**TRECHO PARA LEITURA**
---*---

Há mapas de risco geológico pouco lidos ou utilizados. Há planos de segurança de barragem por vezes pouco conhecidos ou testados. A negação está em cada caso de exposição ao risco, ao desastre. Superar a negação do risco e do desastre determina uma mudança no papel reativo e de resiliência previsto no ordenamento jurídico.
O ordenamento jurídico concentra suas atenções aos desastres sob o ponto de vista orçamentário, com créditos extraordinários direcionados para situações de calamidade pública e medidas reativas do Estado em face das ocorrências de danos pessoais e sociais.
A atribuição da Advocacia Pública é primordial no ponto. As análises legais e procedimentais para garantir tanto alocação quanto destinação e aplicação dos recursos em situações de desastres passam pela análise dos membros da Advocacia-Geral da União, na esfera federal. Embora as medidas reativas aos desastres não passem pelo Poder Judiciário, em regra, sua viabilização somente ocorre por uma atuação jurídica. Por de trás de toda gestão célere de aporte de recursos federais em situações de desastres está o papel ativo da AGU na viabilização da política pública reativa.
Mas esse papel reativo precisa se combinar com uma atuação sistematizada, planejada e organizada para impedir ou mitigar os riscos de desastres. Essa atividade é inerente às atribuições do Poder Legislativo e do Poder Executivo, embora esteja sendo constantemente atraída pelo Poder Judiciário, pelo Ministério Público e pelo Tribunal de Contas como se aquelas atribuições estivessem sujeitas aos seus nichos de competência. Fragmenta-se a cadeia de gestão e enfraquece-se o planejamento técnico, pois se deixa de analisar o sistema e se passa a focar pontualidades isoladas.
O quadro legal brasileiro é restrito à perspectiva de setorização dos desastres sob o ângulo de proteção e defesa civil (Lei n. 12.608/2012), algo incompatível com uma sociedade complexa de riscos plurais e sinérgicos, marcada pela cultura de negação.

---*---

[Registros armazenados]
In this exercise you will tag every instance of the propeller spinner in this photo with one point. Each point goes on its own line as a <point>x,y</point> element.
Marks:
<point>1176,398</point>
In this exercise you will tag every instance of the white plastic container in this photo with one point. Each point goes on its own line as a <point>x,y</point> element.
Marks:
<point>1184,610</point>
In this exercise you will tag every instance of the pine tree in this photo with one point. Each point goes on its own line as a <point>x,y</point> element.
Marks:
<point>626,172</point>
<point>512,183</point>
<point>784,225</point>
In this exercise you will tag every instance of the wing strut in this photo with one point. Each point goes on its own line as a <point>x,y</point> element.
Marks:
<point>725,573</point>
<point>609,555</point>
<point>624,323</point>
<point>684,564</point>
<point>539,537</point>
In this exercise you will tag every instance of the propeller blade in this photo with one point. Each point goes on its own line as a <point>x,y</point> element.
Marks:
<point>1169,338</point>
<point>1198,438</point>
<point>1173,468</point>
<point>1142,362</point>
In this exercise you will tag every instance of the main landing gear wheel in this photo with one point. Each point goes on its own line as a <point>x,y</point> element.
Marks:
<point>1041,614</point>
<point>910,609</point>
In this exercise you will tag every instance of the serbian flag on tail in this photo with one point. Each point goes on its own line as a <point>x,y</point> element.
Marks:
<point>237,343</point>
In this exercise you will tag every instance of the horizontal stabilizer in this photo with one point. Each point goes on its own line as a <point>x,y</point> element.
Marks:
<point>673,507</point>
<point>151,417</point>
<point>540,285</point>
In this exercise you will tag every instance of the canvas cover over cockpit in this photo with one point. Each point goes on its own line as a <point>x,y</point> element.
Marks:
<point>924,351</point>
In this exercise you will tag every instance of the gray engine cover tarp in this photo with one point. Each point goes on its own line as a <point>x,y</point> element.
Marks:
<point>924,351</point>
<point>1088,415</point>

---*---

**TAREFA 1**
No texto sobre risco de desastres, quem analisa, na esfera federal, a alocação, a destinação e a aplicação dos recursos em situações de desastres?
**TAREFA 2**
Dê continuidade ao texto sobre risco de desastres a partir da última frase.

**RESPOSTA ESPERADA 1**
Os membros da Advocacia-Geral da União.

**RESPOSTA ESPERADA 2**
O papel ativo da Advocacia-Geral da União nessa vertente preventiva de desastres se vê desafiado pelas lacunas normativas. A cultura de negação dos desastres desencadeia contradições insolvíveis, nas quais gestores públicos e mesmo legisladores aguardam dos órgãos de controle posições para seguirem, ao invés de assumirem seu protagonismo na gestão do risco de desastres.
A União Europeia conta com políticas públicas inerentes à gestão do risco, destacando-se o European Disaster Risk Management. A política pública é desenvolvida para guarnecer propriedades públicas e privadas, conter danos, preservar vidas e qualidades ambientais, afinal, o medo em si do desastre já compromete a economia e a sustentabilidade, que caminham juntas. As boas práticas de prevenção, gestão de dados, análises de riscos, dentre outras, passam pela incorporação interna de cada país, sob o crivo de órgãos jurídicos correspondentes à Advocacia Pública brasileira.
As tragédias, os desastres, os danos, os atingidos, todos eles se integram em uma dinâmica reflexiva que requer atuações sistêmicas e coordenadas em um diploma legal. Deve-se aplicar normativamente os horizontes dos ciclos de risco e de ferramentas jurídicas que tornem aptos os gestores públicos a atender aos reclamos da sociedade como um todo.
É necessário romper com a cultura do desastre, arraigada no viver brasileiro e naturalizada na expressão da negação do risco. Ao lado de operacionalizar as bases reativas na gestão orçamentária em face de desastres que ocorreram, é irrefreável a construção de um marco legal de desastres que tome a gestão do risco como uma política pública ampla e sob condução do Executivo e do Legislativo, com o suporte jurídico da Advocacia Pública.